=== Excerpt to read ===
News footage of the fateful day shows Volker Fischer coasting into the finish of the 2013 Boston Marathon, wearing black shirt and shorts, tall black socks and black sunglasses, bib number 19793.
As the 61-year-old Highland Park resident crosses the threshold, he taps his watch to stop his running time. And then, just behind him, the first bomb explodes.
Dark smoke billows skyward as chaos ensues on Boylston Street. From another camera angle, Fischer's body instinctively pitches forward, as if shielding himself from the blast.
Everything that came after was surreal, he said.
"By the time I turned around, I saw only the smoke. I didn't see the fire," Fischer said. "You knew something blew up, but you don't think of a bomb right away."
Like others who were there, Fischer will return to Boston this year in honor of those killed and wounded, and as a show of support for Boston and its marathon.
=== Information supplied ===
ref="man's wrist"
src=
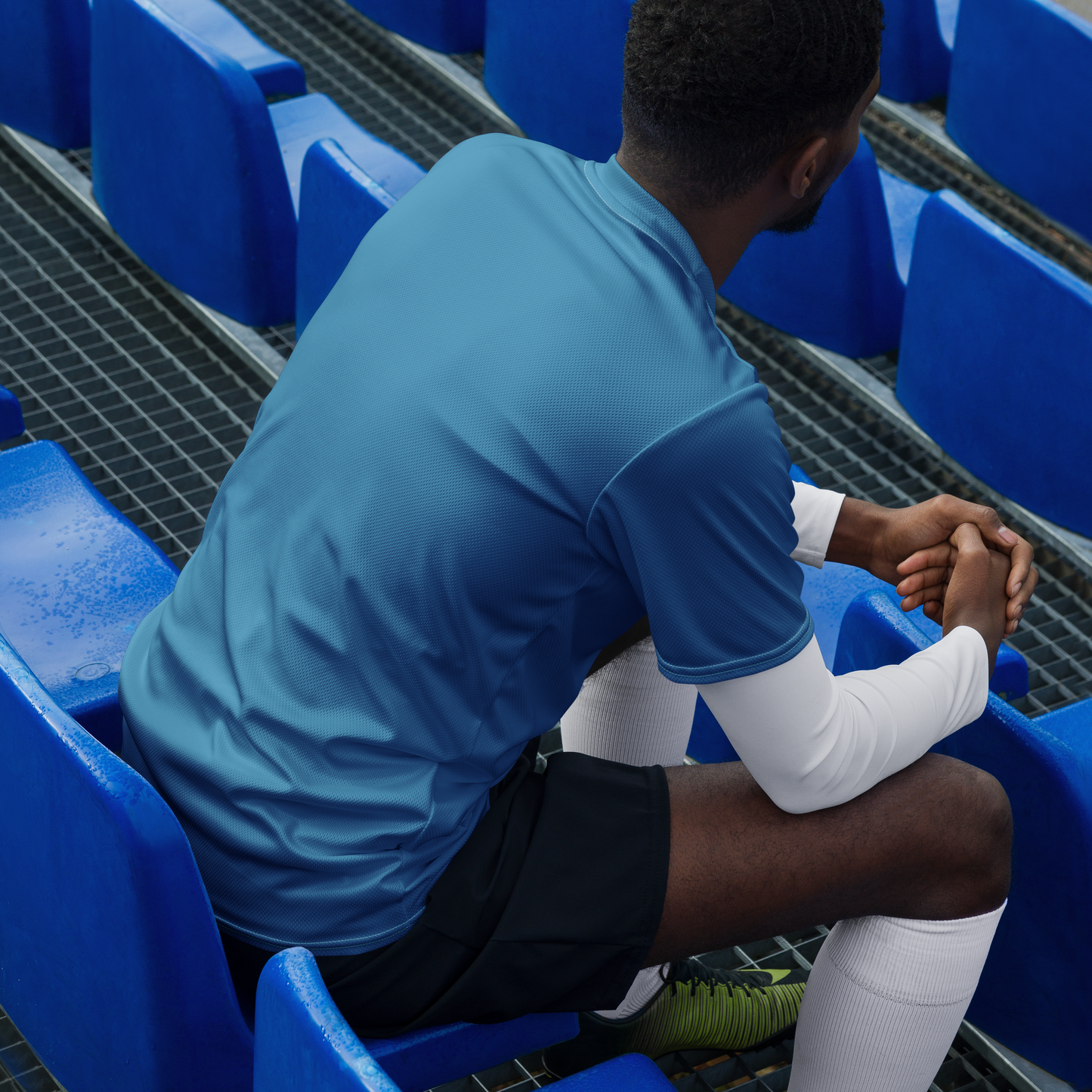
===
Your task
Return the news passage about Volker Fischer and the 2013 Boston Marathon word for word, from start to finish.

Reply
News footage of the fateful day shows Volker Fischer coasting into the finish of the 2013 Boston Marathon, wearing black shirt and shorts, tall black socks and black sunglasses, bib number 19793.
As the 61-year-old Highland Park resident crosses the threshold, he taps his watch to stop his running time. And then, just behind him, the first bomb explodes.
Dark smoke billows skyward as chaos ensues on Boylston Street. From another camera angle, Fischer's body instinctively pitches forward, as if shielding himself from the blast.
Everything that came after was surreal, he said.
"By the time I turned around, I saw only the smoke. I didn't see the fire," Fischer said. "You knew something blew up, but you don't think of a bomb right away."
Like others who were there, Fischer will return to Boston this year in honor of those killed and wounded, and as a show of support for Boston and its marathon.